╭─ Document extract

Saturday, April 25th, 2009
by Monty Burn

A mortgage overpayment calculator lets you know how much you can save by paying a bit extra each month. If you can afford it.

The trick is to pay a little extra each month, say 600 if you usually pay 500.

The savings made at the end may stagger you. We’re talking thousands saved and years knocked off.

It’s difficult to give examples as everyone’s situation is different, it’s best if you put your own figures into an overpayment calculator and see what comes out.

As a general example though if you had a hundred thousand mortgage and had a 5% interest rate, you’d be paying about 580 a month.

If you could pay 680 every month your mortgage would be finished in just over 18 years and you’d save 20 grand in interest fees.

Add into that you don’t have to pay anything for the last 6 years of an original 25 year deal.

I think that you should most certainly make overpayments if you can. The interest saved snowballs into huge savings later on.

I can give you another example, but paying 200 extra instead of 100. Yes this is much more but the savings are vast.

If you did pay this two hundred extra you would save almost ten years off the mortgage and save cash to the sum of 32 thousand. They are really eye opening figures.

╰─
╭─ Supplied information

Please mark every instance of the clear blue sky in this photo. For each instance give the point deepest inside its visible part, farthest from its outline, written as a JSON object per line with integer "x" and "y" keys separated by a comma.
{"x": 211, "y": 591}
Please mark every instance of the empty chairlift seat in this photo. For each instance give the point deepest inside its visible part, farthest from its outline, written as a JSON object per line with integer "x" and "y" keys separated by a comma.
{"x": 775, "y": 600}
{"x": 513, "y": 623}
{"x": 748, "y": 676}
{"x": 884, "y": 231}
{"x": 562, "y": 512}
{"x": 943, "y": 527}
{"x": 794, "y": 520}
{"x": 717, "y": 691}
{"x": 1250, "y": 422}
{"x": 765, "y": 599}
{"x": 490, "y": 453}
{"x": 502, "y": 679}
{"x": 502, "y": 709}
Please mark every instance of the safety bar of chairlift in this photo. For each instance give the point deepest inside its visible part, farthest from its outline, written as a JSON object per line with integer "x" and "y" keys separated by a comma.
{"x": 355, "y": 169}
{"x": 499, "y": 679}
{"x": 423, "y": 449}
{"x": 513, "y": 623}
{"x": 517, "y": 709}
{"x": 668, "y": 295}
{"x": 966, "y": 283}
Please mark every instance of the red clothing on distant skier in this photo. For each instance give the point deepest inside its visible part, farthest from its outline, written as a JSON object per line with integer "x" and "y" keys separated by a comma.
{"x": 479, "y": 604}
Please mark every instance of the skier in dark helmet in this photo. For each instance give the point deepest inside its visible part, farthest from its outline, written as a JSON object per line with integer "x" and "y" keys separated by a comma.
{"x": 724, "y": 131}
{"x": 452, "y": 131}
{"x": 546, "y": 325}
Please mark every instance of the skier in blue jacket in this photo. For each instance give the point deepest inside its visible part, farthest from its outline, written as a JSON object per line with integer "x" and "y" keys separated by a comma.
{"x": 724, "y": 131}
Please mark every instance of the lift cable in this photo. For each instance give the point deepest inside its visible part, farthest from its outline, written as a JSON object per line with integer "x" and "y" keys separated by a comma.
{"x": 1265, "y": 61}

╰─

### Work to complete
A. In the entries, replace "skier" with "snowboarder" in the stretch from the line containing "Please mark every instance of the red" through the end of the entries. Give back only that stretch, with everything else left unchanged.
B. Continue the post on mortgage overpayments from its final sentence.

### Set of answers
A.
Please mark every instance of the red clothing on distant snowboarder in this photo. For each instance give the point deepest inside its visible part, farthest from its outline, written as a JSON object per line with integer "x" and "y" keys separated by a comma.
{"x": 479, "y": 604}
Please mark every instance of the snowboarder in dark helmet in this photo. For each instance give the point deepest inside its visible part, farthest from its outline, written as a JSON object per line with integer "x" and "y" keys separated by a comma.
{"x": 724, "y": 131}
{"x": 452, "y": 131}
{"x": 546, "y": 325}
Please mark every instance of the snowboarder in blue jacket in this photo. For each instance give the point deepest inside its visible part, farthest from its outline, written as a JSON object per line with integer "x" and "y" keys separated by a comma.
{"x": 724, "y": 131}
Please mark every instance of the lift cable in this photo. For each instance give the point deepest inside its visible part, farthest from its outline, written as a JSON object per line with integer "x" and "y" keys separated by a comma.
{"x": 1265, "y": 61}

B.
The other bonus of course is the money you would save if you finished the mortgage early. You don’t have to pay anything for those last few years, and this could be a lot of money.

You could save yourself another 40 thousand because you aren’t paying the 580 per month for the last 6 years.

All these savings are going in your pocket and that’s got to be appealing.

We have been brainwashed over the years by the financial industry to believe we have to keep the mortgage for the agreed period but this is pure rubbish.

Would you keep your mortgage for 25 years if you became rich overnight? My guess is not, and with overpayments you can also reduce the length of your mortgage.

However, your lender won’t tell you any of this!